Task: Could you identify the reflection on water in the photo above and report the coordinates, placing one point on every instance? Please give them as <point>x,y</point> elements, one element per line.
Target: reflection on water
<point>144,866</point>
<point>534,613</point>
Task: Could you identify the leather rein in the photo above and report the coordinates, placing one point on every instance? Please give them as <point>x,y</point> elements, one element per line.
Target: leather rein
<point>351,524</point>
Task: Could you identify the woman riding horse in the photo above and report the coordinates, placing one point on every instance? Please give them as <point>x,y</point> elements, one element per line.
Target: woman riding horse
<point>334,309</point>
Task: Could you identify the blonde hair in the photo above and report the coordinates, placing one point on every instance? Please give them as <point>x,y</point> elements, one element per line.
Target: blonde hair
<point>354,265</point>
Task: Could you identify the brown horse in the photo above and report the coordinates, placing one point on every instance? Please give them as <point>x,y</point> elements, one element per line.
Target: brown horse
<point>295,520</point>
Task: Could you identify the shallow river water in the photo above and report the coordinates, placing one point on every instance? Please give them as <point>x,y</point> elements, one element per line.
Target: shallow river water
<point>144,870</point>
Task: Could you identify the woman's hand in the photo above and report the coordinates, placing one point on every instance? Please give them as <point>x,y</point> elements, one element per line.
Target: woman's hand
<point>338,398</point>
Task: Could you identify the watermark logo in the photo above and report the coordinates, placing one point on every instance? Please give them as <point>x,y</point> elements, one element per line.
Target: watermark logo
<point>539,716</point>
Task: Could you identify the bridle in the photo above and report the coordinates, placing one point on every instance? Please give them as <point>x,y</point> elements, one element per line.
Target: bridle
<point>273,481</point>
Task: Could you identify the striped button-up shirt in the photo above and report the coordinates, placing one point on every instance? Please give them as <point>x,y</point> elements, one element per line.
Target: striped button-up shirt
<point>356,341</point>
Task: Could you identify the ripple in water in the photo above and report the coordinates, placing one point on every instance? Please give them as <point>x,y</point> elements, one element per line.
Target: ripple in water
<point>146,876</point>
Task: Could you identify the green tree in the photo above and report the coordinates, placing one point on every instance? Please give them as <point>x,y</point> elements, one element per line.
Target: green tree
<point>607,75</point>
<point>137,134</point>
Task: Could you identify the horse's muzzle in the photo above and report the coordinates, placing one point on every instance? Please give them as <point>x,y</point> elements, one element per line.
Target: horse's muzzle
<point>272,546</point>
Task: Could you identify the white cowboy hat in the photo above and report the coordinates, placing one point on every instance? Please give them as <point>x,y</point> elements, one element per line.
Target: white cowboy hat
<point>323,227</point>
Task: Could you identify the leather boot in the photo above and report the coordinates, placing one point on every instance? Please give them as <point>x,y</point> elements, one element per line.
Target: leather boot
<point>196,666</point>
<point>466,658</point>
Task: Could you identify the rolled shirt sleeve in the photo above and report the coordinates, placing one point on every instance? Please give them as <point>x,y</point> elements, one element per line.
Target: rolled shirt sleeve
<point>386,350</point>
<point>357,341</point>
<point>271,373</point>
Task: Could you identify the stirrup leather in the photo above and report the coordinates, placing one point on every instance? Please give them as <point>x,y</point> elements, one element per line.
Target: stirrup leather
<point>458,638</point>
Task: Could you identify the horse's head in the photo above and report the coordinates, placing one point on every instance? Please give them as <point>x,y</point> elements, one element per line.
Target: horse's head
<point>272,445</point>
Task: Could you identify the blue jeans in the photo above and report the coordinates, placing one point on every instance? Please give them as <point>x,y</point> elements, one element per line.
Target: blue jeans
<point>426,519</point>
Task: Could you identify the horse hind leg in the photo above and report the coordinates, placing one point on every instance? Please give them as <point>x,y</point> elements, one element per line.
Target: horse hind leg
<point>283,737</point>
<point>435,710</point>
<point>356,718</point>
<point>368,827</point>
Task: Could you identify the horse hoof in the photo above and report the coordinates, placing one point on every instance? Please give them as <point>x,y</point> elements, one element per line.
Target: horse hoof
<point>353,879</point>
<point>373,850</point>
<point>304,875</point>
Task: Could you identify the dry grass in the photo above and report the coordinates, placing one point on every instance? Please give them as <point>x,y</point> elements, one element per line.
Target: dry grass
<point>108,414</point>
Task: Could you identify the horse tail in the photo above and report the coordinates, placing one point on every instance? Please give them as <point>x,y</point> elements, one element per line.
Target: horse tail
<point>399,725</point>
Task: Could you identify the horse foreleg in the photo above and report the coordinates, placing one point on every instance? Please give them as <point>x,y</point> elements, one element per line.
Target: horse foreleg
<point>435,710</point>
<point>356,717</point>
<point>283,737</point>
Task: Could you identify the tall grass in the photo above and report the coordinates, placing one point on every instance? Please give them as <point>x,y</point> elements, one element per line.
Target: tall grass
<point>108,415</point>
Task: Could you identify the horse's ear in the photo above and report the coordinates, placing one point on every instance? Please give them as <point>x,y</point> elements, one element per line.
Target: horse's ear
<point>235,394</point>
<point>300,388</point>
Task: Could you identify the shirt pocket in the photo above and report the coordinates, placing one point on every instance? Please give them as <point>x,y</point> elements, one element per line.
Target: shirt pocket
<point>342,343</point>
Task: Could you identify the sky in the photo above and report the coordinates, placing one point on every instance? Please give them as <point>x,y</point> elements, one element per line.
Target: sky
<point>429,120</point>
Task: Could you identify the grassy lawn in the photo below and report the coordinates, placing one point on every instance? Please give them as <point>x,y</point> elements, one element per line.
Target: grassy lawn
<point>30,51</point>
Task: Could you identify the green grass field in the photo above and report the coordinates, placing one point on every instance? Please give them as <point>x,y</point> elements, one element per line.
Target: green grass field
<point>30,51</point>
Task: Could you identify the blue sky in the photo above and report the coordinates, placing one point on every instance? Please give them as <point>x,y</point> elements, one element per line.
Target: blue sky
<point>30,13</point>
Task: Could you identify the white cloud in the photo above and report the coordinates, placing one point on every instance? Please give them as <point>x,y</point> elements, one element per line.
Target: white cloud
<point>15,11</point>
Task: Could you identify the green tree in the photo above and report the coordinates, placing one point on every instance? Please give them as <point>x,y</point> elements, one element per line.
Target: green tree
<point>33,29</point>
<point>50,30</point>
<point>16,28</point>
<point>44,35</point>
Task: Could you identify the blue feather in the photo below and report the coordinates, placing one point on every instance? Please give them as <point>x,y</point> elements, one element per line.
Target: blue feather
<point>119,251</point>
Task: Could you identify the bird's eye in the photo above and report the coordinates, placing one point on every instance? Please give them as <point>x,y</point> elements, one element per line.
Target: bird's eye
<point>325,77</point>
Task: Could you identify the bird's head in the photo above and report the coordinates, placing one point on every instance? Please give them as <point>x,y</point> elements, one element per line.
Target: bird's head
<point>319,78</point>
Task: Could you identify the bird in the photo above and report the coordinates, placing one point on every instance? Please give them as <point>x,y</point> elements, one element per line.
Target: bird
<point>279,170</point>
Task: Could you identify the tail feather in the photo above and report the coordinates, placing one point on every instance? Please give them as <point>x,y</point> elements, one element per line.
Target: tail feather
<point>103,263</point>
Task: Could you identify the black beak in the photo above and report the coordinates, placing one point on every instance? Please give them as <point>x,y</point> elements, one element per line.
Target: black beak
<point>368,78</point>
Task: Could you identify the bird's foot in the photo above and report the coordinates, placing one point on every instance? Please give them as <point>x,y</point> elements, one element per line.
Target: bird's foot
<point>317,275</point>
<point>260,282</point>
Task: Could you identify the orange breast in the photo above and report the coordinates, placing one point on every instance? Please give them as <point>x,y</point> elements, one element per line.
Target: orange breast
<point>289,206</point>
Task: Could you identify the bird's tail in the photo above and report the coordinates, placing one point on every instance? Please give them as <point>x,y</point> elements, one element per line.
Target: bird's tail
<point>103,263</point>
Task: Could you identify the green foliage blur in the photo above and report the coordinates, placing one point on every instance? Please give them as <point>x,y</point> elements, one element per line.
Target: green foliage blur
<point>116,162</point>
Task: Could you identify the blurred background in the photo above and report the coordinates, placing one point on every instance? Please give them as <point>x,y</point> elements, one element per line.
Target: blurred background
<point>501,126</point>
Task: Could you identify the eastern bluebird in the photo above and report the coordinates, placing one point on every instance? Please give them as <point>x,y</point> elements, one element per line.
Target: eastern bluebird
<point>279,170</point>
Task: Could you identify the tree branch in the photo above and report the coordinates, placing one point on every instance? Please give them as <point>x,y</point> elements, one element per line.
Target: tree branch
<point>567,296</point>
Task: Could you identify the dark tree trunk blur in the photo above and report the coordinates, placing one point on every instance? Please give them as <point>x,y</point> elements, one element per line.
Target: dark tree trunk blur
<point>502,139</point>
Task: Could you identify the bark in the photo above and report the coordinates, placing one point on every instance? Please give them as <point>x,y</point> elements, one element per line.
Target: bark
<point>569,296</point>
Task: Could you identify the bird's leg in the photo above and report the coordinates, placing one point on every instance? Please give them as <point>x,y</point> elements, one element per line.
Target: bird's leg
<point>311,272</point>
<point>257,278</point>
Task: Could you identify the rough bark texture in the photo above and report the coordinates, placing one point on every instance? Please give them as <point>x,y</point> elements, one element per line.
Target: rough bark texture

● ● ● ● ● ● ●

WHAT THIS TASK INVOLVES =
Could you retype the records above exactly, beginning with the line that contains "Task: Could you identify the brown" and continuing through the line that contains "<point>539,716</point>"?

WRITTEN SOLUTION =
Task: Could you identify the brown horse in the photo above and report the coordinates, placing one point on every instance? Please give them as <point>x,y</point> elements, one element per line.
Target: brown horse
<point>295,520</point>
Task: Could you identify the shallow river water in the photo above and report the coordinates, placing one point on every instance? Please give them as <point>x,y</point> elements, one element per line.
Target: shallow river water
<point>144,870</point>
Task: Could you identify the woman's hand in the photo above and report the coordinates, placing one point on every instance? Please give them as <point>x,y</point> elements, one element per line.
Target: woman's hand
<point>338,398</point>
Task: Could you identify the watermark logo in the photo above and report the coordinates, placing one point on every instance? Please give them as <point>x,y</point> elements, one element per line.
Target: watermark logo
<point>539,716</point>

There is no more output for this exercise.